Provided text:

————

Trolling is nothing new for Krishnan. In May, she lodged a police complaint against a former journalist who made a Facebook post that amounted to sexual harassment, following her comment in a TV debate that one could only pity people who fear “free sex” because “un-free sex” is nothing but rape. However, she says it’s been a month and nothing has happened. The police had said it will get back.
“Patriarchy enables you to put down a woman in a way you cannot do to a man. The fact that she or any other woman had to be concerned about what people will say, how they will brand her as immoral, is not something that men have to deal with,” says Krishnan.
The impact of online harassment is as much if not more than the harassment in the physical world, even if, as Duggal says, “our mindset is such that we don’t recognize it”. Delhi-based clinical psychologist Pulkit Sharma says, “When someone harasses you online, it is viewed by a much larger audience and you feel helpless about not being able to contain the spread of that false information or a photograph. So, the sense of shame, the trauma, the feeling of being exposed, is much, much higher.”
With technology democratizing the social media—India has now around one billion mobile subscribers and an estimated 500 million Internet users—there has been a change of the profile of an average cyber criminal, and there also has been a rise in cases of cyber crime in the country, particularly those involving women.
“Earlier, there was a certain profile of cyber harassers—mostly in the age group 11-25 years, and educated. Now, more and more people who are not very educated, but are mobile-literate are getting involved in such crimes. Some are so tech-savvy that they demand money in bitcoins now. This is converging into a phenomenon of social media extortion,” says Duggal.

————

Items from a data source
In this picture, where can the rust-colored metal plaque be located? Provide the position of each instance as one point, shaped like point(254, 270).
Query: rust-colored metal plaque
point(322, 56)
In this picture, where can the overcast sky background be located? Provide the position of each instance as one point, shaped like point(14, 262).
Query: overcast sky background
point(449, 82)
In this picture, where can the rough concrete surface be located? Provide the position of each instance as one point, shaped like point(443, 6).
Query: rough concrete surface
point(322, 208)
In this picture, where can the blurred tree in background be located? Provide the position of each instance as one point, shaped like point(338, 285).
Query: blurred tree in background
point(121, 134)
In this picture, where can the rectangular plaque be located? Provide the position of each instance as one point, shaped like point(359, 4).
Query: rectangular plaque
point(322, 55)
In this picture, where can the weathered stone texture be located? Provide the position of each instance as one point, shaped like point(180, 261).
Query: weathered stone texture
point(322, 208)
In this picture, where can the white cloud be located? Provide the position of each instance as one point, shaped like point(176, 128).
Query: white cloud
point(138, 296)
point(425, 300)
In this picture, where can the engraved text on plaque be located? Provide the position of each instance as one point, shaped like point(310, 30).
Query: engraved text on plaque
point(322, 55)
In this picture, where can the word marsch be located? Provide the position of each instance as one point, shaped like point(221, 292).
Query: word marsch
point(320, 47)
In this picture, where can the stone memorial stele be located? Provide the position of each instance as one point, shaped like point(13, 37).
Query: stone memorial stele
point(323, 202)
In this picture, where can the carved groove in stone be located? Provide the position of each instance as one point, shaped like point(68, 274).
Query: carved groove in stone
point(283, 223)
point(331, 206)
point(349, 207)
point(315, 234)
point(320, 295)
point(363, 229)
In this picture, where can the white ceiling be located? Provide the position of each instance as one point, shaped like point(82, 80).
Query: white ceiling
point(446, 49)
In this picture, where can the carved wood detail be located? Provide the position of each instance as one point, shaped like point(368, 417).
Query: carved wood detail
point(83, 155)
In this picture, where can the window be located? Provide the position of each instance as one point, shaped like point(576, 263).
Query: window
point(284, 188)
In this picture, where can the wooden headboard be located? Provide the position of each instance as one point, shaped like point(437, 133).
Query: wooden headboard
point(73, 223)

————

Task instructions:
A - In the piece on online harassment, about how many Internet users does India have?
B - Pick up the piece on online harassment of women right after its final sentence and keep it going.

Task answers:
A - An estimated 500 million.

B -
Most of such cases go unreported, either by police or by families themselves, because of the belief that these acts of harassment are regrettable but not really punishable. Even though laws against online harassment are in place, implementation of these laws is where the problem lies.
Till March 2015, the government used Section 66A of the Information Technology Act as the remedy for all online abuse, but the Supreme Court struck it down as unconstitutional. However, there are provisions under the Indian Penal Code which provide direct legal remedy to harassment.
Despite legal provisions, there are loopholes, says Duggal. “After the IT Act amendment, barring a few cyber crimes, almost all are made bailable offences. So, there is no deterrent. People know they will be eventually bailed. And after being bailed out, people go back and destroy incriminating evidence.” And in many cases, the servers used are outside the country and the government can do only so much.
DailyO reported that immediately after her death, the accused in the Salem case removed the second picture from Facebook, a piece of evidence that would have substantiated the stalking charge. He was arrested and confessed to the crime.
The woman is no longer around to tell her side of the story, but the note she left points to the perilous Internet landscape that many others like her traverse every day.